_Material for this task_.
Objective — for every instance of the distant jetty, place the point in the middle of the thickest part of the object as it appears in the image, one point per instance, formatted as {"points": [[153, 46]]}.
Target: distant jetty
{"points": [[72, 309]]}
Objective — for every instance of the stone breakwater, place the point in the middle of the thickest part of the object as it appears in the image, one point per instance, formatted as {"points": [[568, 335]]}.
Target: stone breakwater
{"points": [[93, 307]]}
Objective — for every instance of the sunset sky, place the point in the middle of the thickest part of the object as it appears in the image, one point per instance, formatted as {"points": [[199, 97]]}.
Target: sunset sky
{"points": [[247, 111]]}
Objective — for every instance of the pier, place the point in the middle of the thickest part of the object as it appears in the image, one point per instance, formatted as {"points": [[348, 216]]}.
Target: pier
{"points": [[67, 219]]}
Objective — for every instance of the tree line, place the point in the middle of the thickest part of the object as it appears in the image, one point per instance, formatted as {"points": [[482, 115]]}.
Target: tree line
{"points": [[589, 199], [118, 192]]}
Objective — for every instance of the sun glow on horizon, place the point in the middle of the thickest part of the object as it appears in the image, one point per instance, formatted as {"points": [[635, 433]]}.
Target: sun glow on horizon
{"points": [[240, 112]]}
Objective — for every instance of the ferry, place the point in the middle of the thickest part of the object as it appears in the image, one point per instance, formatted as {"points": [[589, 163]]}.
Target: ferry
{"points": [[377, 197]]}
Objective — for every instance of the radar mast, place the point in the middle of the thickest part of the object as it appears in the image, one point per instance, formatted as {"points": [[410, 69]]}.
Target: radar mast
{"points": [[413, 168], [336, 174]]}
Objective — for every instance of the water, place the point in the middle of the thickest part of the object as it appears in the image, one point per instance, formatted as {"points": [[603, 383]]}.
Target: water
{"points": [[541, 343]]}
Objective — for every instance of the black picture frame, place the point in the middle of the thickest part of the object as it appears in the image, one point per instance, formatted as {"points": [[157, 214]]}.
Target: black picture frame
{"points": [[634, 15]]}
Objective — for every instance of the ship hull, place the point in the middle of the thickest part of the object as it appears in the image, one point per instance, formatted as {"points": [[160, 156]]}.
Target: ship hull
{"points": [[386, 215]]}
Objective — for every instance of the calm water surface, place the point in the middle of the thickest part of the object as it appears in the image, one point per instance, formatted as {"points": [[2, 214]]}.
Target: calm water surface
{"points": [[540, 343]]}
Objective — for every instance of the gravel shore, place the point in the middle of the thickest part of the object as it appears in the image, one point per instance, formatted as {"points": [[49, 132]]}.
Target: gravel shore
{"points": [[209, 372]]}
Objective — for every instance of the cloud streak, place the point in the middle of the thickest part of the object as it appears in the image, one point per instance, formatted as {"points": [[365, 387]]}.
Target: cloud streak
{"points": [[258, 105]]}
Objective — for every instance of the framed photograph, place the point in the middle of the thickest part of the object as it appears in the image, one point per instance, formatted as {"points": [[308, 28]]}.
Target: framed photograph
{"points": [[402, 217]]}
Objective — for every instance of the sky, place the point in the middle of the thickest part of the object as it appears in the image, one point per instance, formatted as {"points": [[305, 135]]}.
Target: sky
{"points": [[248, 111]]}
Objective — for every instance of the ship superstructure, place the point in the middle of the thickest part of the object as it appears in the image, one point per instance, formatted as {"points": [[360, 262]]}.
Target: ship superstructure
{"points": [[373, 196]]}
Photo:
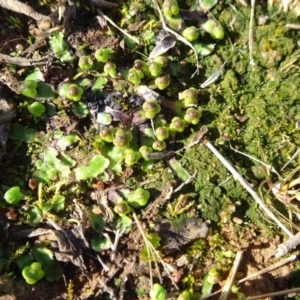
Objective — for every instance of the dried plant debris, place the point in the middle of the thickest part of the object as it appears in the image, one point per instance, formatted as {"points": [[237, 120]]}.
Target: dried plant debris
{"points": [[7, 113], [177, 233]]}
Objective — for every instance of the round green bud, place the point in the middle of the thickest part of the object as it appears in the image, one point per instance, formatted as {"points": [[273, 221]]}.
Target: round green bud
{"points": [[170, 8], [192, 115], [131, 157], [86, 62], [214, 29], [104, 54], [162, 60], [177, 125], [138, 64], [218, 32], [110, 69], [174, 8], [189, 97], [135, 76], [106, 134], [122, 208], [162, 133], [159, 145], [151, 108], [190, 33], [185, 295], [162, 82], [28, 88], [145, 152], [122, 138], [155, 69], [74, 92], [138, 198]]}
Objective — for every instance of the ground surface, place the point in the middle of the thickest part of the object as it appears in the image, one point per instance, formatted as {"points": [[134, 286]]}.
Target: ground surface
{"points": [[251, 108]]}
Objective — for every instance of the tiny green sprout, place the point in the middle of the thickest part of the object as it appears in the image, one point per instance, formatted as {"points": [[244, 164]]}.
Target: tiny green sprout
{"points": [[192, 116], [159, 145], [214, 29], [191, 33], [37, 108], [86, 62], [104, 54], [13, 195], [162, 82], [33, 273], [122, 138], [107, 134], [145, 152], [151, 108], [28, 88], [139, 64], [138, 197], [162, 133], [185, 295], [122, 208], [155, 69], [162, 60], [74, 92], [177, 125], [157, 292], [131, 157], [110, 69], [135, 76], [189, 96], [170, 8]]}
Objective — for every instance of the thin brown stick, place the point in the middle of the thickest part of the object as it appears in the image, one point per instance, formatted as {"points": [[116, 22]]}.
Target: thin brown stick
{"points": [[21, 61]]}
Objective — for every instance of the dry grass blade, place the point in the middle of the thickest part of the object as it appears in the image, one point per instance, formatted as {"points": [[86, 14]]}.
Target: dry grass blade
{"points": [[288, 245], [270, 268], [178, 36], [251, 42], [243, 182], [154, 252], [281, 293], [102, 15]]}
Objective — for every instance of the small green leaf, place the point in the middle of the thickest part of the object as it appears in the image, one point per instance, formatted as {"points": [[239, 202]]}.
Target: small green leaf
{"points": [[96, 166], [157, 292], [37, 108], [67, 141], [35, 215], [13, 195], [80, 109], [58, 202], [44, 90], [22, 134], [28, 88], [33, 273], [204, 49], [104, 119], [45, 256], [60, 47], [36, 75], [99, 84], [50, 166], [24, 260]]}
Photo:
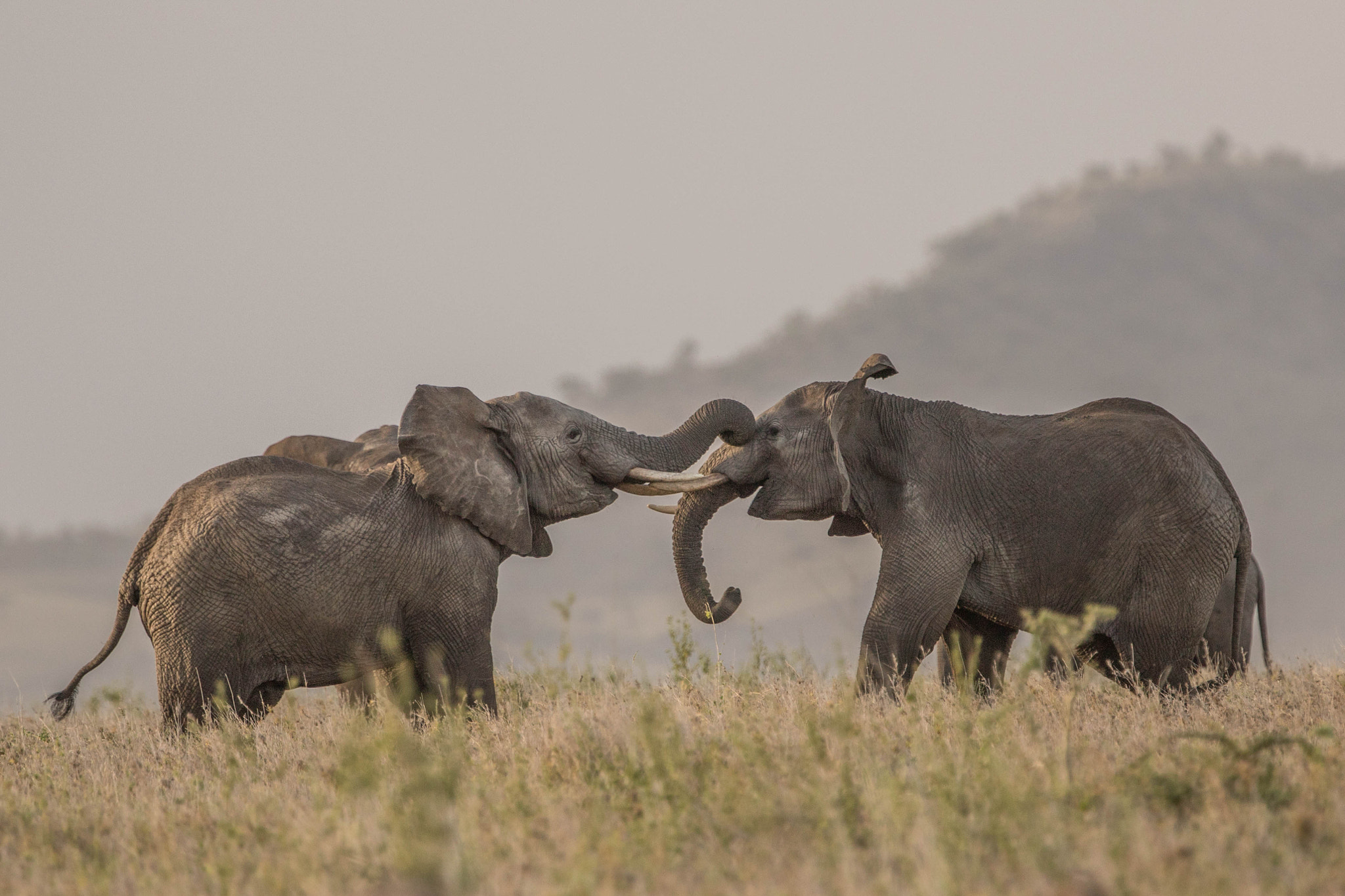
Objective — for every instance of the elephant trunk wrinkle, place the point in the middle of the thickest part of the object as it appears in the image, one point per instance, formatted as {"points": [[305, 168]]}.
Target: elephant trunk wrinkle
{"points": [[693, 515]]}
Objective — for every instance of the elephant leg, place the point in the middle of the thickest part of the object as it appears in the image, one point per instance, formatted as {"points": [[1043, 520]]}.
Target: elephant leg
{"points": [[917, 593], [454, 661], [984, 645], [261, 700]]}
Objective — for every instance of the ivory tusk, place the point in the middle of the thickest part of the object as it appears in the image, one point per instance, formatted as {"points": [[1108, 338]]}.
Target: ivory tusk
{"points": [[640, 475], [674, 488]]}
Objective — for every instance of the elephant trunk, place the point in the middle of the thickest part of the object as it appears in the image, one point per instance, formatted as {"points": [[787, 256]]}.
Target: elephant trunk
{"points": [[693, 515], [680, 449]]}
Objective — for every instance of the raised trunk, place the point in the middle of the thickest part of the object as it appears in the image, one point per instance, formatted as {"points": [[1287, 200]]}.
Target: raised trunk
{"points": [[693, 513], [680, 449]]}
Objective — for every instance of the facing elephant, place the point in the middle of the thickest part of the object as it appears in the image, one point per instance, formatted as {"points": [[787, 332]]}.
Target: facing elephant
{"points": [[268, 572], [986, 651], [984, 515]]}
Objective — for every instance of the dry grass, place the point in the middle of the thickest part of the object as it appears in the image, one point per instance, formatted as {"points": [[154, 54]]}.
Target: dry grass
{"points": [[759, 781]]}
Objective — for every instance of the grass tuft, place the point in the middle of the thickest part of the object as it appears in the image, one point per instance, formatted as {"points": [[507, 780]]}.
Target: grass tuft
{"points": [[771, 778]]}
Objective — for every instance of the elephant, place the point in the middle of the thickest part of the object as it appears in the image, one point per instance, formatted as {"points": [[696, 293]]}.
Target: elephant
{"points": [[1215, 645], [269, 572], [372, 449], [982, 516]]}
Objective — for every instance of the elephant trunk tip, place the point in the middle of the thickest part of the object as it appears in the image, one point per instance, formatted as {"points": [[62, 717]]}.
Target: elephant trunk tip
{"points": [[725, 608], [62, 703]]}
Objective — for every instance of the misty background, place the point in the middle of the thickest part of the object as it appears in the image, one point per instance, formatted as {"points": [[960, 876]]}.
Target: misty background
{"points": [[222, 226]]}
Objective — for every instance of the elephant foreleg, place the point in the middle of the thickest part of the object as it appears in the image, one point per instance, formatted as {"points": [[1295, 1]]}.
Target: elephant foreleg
{"points": [[917, 591], [455, 667]]}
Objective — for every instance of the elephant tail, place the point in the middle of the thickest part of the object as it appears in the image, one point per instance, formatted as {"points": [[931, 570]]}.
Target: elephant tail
{"points": [[128, 595], [1245, 558], [1261, 618]]}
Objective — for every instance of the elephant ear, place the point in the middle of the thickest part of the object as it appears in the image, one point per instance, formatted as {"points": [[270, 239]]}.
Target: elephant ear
{"points": [[843, 408], [848, 526], [459, 463]]}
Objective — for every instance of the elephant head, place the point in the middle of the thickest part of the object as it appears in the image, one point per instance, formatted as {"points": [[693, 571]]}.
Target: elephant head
{"points": [[794, 465], [518, 464]]}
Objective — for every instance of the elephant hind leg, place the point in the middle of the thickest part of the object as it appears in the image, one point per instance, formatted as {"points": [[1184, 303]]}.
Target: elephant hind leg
{"points": [[1101, 652], [981, 645], [263, 700]]}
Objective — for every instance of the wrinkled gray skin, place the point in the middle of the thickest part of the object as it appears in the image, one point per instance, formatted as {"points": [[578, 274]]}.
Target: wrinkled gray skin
{"points": [[370, 450], [1215, 648], [984, 515], [271, 572]]}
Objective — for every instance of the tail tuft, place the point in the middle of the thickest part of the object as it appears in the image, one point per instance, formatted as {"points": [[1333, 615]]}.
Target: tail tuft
{"points": [[62, 703]]}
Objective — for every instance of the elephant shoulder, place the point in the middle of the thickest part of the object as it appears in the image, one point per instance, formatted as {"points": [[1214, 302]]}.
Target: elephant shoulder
{"points": [[1115, 409]]}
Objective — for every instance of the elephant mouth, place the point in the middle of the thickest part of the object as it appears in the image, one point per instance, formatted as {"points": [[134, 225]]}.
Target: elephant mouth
{"points": [[774, 501], [658, 482]]}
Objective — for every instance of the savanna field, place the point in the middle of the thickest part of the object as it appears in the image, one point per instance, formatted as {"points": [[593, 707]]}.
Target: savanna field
{"points": [[770, 778]]}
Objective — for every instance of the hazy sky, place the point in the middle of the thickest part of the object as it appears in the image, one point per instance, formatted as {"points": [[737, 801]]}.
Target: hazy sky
{"points": [[225, 223]]}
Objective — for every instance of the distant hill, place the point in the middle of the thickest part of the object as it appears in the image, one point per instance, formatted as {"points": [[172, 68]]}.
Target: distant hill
{"points": [[1210, 282], [1195, 265]]}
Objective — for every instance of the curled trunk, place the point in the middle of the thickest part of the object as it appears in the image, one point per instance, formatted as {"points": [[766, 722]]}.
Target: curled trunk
{"points": [[693, 515], [684, 446]]}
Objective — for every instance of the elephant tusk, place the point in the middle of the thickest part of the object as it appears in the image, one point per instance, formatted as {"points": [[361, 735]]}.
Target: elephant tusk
{"points": [[640, 475], [674, 488]]}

_Problem to work on_. Keep to the lines above, from the first one through the line where "Objective — for every instance of the radar" appears, and copy them exactly.

_Exercise answer_.
Objective — for every instance of the distant jetty, place the point in the middle of the thickest part of the object as it appears in the image, one point per instance, formatted as {"points": [[153, 46]]}.
Target: distant jetty
{"points": [[72, 309]]}
Objective — for every instance of the stone breakwater, place the point in the middle of the thickest part of the object as it appears in the image, one point per instance, formatted as {"points": [[568, 335]]}.
Target: stone breakwater
{"points": [[93, 307]]}
Objective — for every instance of the sunset sky, place the point in the middle of the thickest part of the object as it appears in the image, one point per instance, formatted as {"points": [[199, 97]]}.
Target: sunset sky
{"points": [[247, 111]]}
Objective — for every instance of the pier, place the point in the middle of the thickest part of the object as it appears in the image, one point per instance, formatted as {"points": [[348, 216]]}.
Target: pier
{"points": [[67, 219]]}
Objective — for every instance of the tree line, place the point in the middle of the thickest part of the object as it appears in the image, one point per instance, formatted as {"points": [[482, 115]]}.
Target: tree line
{"points": [[589, 199], [118, 192]]}
Objective — for every instance of the sun glow on horizon, place the point in the middle of the thickest part of the object as it appears in the image, one point per instance, formatted as {"points": [[635, 433]]}.
Target: sun glow on horizon
{"points": [[240, 112]]}
Objective — for every instance of the ferry, place the point in the middle of the thickest part of the object as it appears in the image, one point per instance, formatted as {"points": [[589, 163]]}.
Target: ferry
{"points": [[377, 197]]}
Objective — for every instance of the radar mast, place the point in the middle of the thickest part of the object as it appears in the image, one point per instance, formatted as {"points": [[410, 69]]}.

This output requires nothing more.